▶ [Exercise requirements]:
Copy out the listing that follows, exactly, without its pictures.

▶ [Supplied material]:
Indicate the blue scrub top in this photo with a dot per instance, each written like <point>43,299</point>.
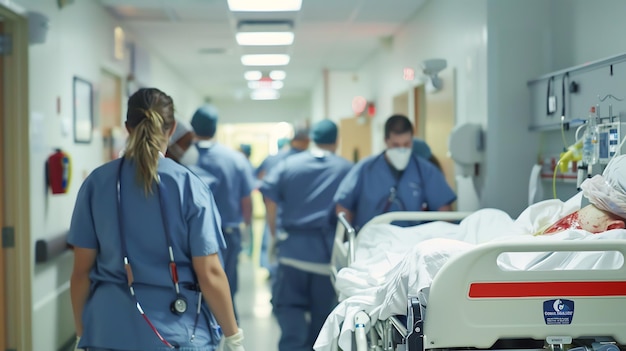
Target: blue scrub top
<point>303,186</point>
<point>110,317</point>
<point>234,176</point>
<point>366,190</point>
<point>209,179</point>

▶ [Solution to the problem]:
Indicate the blue scrub top in this photo with a dot per instance, each written like <point>43,299</point>.
Target: blue scrub top
<point>303,186</point>
<point>110,317</point>
<point>234,176</point>
<point>366,190</point>
<point>209,179</point>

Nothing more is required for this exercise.